#### [THE EXERCISE]
Reproduce the listing below in full and without alteration, apart from its pictures.
—————
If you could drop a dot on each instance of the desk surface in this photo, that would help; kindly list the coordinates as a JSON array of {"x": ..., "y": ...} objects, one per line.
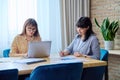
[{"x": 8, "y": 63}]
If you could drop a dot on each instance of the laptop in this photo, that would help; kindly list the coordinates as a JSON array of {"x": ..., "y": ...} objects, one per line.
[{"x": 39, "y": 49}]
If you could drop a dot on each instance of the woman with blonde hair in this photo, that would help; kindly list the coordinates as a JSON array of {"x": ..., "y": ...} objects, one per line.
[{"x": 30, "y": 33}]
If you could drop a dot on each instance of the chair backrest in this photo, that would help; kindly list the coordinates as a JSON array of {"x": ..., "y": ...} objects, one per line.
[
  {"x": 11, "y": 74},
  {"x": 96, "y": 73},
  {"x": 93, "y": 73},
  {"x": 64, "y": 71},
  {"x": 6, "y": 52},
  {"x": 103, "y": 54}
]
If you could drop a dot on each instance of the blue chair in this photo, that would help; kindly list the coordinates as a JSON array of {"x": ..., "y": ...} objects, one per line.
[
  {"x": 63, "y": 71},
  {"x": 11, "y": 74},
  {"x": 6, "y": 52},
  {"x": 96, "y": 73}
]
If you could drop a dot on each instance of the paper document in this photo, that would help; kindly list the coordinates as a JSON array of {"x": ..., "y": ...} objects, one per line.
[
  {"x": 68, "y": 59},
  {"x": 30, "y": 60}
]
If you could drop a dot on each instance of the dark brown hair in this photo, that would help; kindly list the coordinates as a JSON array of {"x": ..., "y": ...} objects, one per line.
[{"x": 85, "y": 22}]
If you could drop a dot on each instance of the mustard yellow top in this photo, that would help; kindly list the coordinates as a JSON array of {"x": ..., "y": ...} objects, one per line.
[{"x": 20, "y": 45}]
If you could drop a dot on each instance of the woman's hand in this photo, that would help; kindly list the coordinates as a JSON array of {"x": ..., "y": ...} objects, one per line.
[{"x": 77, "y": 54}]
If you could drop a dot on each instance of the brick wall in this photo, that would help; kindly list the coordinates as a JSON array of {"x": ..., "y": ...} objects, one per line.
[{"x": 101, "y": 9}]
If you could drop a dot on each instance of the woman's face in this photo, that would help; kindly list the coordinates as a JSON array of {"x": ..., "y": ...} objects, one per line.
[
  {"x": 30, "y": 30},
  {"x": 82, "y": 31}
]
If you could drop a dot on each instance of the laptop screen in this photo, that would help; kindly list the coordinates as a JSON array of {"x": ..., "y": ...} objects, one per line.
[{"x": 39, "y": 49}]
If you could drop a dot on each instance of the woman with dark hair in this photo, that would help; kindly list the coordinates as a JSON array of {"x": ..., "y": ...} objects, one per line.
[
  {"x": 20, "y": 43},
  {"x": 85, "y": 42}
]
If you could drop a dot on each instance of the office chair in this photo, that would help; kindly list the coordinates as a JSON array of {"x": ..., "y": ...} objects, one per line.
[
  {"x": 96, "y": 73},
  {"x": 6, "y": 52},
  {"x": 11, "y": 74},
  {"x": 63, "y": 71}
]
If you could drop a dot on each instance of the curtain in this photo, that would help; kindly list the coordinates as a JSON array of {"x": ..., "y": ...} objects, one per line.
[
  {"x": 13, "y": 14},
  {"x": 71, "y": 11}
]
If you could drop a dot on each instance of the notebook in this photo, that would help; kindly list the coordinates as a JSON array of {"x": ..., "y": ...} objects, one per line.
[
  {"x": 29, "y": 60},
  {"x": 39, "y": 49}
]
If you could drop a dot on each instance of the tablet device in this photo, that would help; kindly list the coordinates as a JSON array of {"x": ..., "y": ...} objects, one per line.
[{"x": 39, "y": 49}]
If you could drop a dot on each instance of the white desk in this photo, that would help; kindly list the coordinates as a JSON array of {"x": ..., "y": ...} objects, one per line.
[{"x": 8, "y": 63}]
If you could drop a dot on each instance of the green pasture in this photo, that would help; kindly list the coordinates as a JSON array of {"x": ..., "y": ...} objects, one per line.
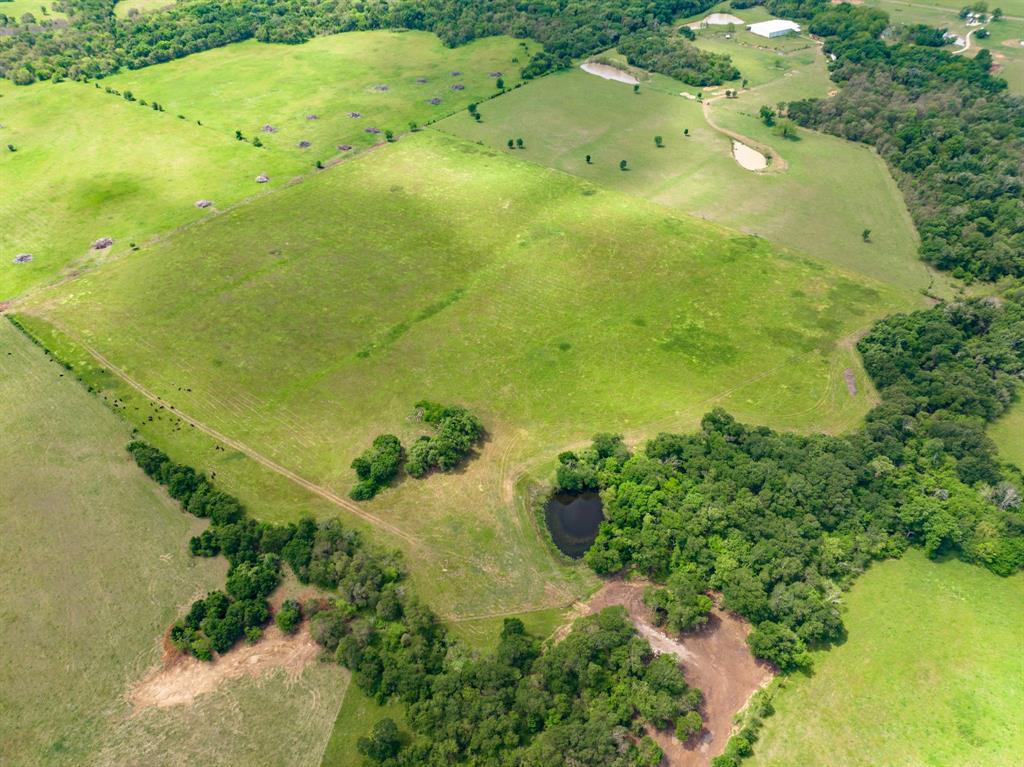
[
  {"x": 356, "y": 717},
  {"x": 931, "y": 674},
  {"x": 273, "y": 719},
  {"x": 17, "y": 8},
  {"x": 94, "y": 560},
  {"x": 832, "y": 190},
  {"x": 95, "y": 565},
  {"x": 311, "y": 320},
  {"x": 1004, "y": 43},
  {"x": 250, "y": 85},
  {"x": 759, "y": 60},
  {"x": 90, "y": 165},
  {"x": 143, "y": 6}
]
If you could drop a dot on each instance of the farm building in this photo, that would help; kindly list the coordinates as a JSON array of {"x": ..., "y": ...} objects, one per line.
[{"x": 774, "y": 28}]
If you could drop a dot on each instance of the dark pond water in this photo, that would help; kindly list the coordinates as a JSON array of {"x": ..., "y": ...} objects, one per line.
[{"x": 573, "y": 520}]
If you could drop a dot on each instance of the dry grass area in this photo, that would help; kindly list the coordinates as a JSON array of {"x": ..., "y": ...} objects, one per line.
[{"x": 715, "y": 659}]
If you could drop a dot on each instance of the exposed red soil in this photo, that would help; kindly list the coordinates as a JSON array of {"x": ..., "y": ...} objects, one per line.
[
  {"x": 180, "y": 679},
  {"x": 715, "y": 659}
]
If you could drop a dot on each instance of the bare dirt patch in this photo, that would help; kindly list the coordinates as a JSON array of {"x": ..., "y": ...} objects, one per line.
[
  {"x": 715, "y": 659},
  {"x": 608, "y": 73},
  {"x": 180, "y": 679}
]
—————
#### [RESULT OF THE TASK]
If you could drop a dot on each instance of the desk surface in this photo, that would help; kindly list the coordinates as a JSON array of {"x": ..., "y": ...} objects, one per line.
[{"x": 8, "y": 63}]
If you could drop a dot on each instance of the laptop in this photo, that would help; kindly list the coordinates as a JSON array of {"x": ..., "y": ...} objects, one per line.
[{"x": 39, "y": 49}]
If you could drop a dot on each instance of the woman with blonde hair in this photo, that would help; kindly list the coordinates as a JSON array of {"x": ..., "y": ...} objects, one per line.
[{"x": 30, "y": 33}]
If you could drop a dot on each instance of the chair backrest in this photo, that would help; kindly list the coordinates as a JSON array of {"x": ..., "y": ...} objects, one per line.
[
  {"x": 11, "y": 74},
  {"x": 96, "y": 73},
  {"x": 93, "y": 73},
  {"x": 64, "y": 71},
  {"x": 6, "y": 52},
  {"x": 103, "y": 54}
]
If you could drop a dot on each instance of the blue chair in this photo, that would help; kindly list the coordinates as a JSON array of {"x": ..., "y": ...} objects, one per line.
[
  {"x": 63, "y": 71},
  {"x": 11, "y": 74},
  {"x": 6, "y": 52},
  {"x": 96, "y": 73}
]
If you could drop a dot on each instance of the paper document in this photo, that would help; kindly list the coordinates as a JSON array of {"x": ..., "y": ...} objects, one per line.
[
  {"x": 68, "y": 59},
  {"x": 30, "y": 60}
]
If you could drop a dot on each instance of the dark brown hair in this photo, that would help; kindly list the coordinates as a JSON array of {"x": ..., "y": ...} objects, one per line.
[{"x": 85, "y": 22}]
If you could drop a dot on each instance of the mustard yellow top in this photo, that would help; kindly list the coordinates as a JSON array of {"x": ..., "y": ...} objects, one per line.
[{"x": 20, "y": 45}]
If you could drop a dot on each instance of the woman's hand in this photo, that would help; kindly list the coordinates as a JSON array of {"x": ..., "y": ...} objects, one per line.
[{"x": 77, "y": 54}]
If you could drop a dot on each instance of the brick wall in this photo, that would help; kindly list the coordinates as a JSON array of {"x": ..., "y": ...} objects, one per line.
[{"x": 101, "y": 9}]
If you could drop a dot on each instance of the woman's face in this photo, that would help; kindly list the coordinates as a JSON array of {"x": ..., "y": ...} objects, one per line.
[
  {"x": 30, "y": 30},
  {"x": 82, "y": 31}
]
If you could drop a dot on each instance of the laptop screen in this photo, that would help; kindly list the coordinates as a JSON array of {"x": ..., "y": ...} objects, one per line.
[{"x": 39, "y": 49}]
If you could drop a dot on each instance of the woman with dark hair in this photo, that would help; kindly list the coordinates as a JSON array of {"x": ..., "y": ...} objects, one per line.
[
  {"x": 20, "y": 43},
  {"x": 85, "y": 42}
]
If you could drop a dot on each instance of the office chair in this photo, that would help; kindly list the coordinates as a JSON array of {"x": ..., "y": ...} objects, one per line.
[
  {"x": 96, "y": 73},
  {"x": 6, "y": 52},
  {"x": 11, "y": 74},
  {"x": 63, "y": 71}
]
If you could drop a dot on each instance of the curtain in this photo, that would help; kindly list the coordinates as a JSON array of {"x": ..., "y": ...} objects, one per line.
[
  {"x": 13, "y": 14},
  {"x": 71, "y": 11}
]
If you could drop a dot on each instance of the notebook in this photo, that would help; kindly list the coordinates as a JSON array of {"x": ..., "y": ...} objects, one per line.
[
  {"x": 29, "y": 60},
  {"x": 39, "y": 49}
]
If you could drop a dot on each instance of the tablet device in this photo, that would help; kindly list the coordinates as a JSON array of {"x": ..., "y": ...} objects, one per line.
[{"x": 39, "y": 49}]
If you could drop a dot on each instance of the white desk in this photo, that would help; kindly list the coordinates as a JSON array of {"x": ..., "y": ...} objects, one per line.
[{"x": 8, "y": 63}]
If you could drop a dot on each instance of the green pasture in this photo, that would help; kindly list the coordinates as a JSON array of {"x": ..., "y": ...} objects, one per line.
[
  {"x": 356, "y": 717},
  {"x": 931, "y": 674},
  {"x": 273, "y": 719},
  {"x": 17, "y": 8},
  {"x": 94, "y": 560},
  {"x": 832, "y": 190},
  {"x": 95, "y": 565},
  {"x": 311, "y": 320},
  {"x": 1004, "y": 43},
  {"x": 250, "y": 85},
  {"x": 759, "y": 60},
  {"x": 90, "y": 165},
  {"x": 143, "y": 6}
]
If you could drop a dot on each instance of the farm building in this photo, that would help; kindly list the coordinates as a JSON array of {"x": ..., "y": ...} objects, one per line.
[{"x": 774, "y": 28}]
If you could drop a dot on each instance of the dark pond water in this photo, that would help; kindly list the coordinates as a JSON array of {"x": ..., "y": ...} objects, one per line.
[{"x": 573, "y": 520}]
If you could drop a dot on each instance of the dry grass area in this photo, that would help; kindly list the coordinates as a JSON array of {"x": ..., "y": ...} objects, one per line.
[{"x": 715, "y": 659}]
If you could drop a dot on each instance of the exposed red soil in this photo, that would help; kindly list the coordinates as a JSON array of {"x": ..., "y": ...} objects, one per line.
[
  {"x": 180, "y": 679},
  {"x": 715, "y": 659}
]
If you could drop a dot on each instance of the bare dirt patch in this photo, that would help; kindly list the coordinates as a JSON array of {"x": ..., "y": ...} objects, one per line.
[
  {"x": 715, "y": 659},
  {"x": 608, "y": 73},
  {"x": 180, "y": 679}
]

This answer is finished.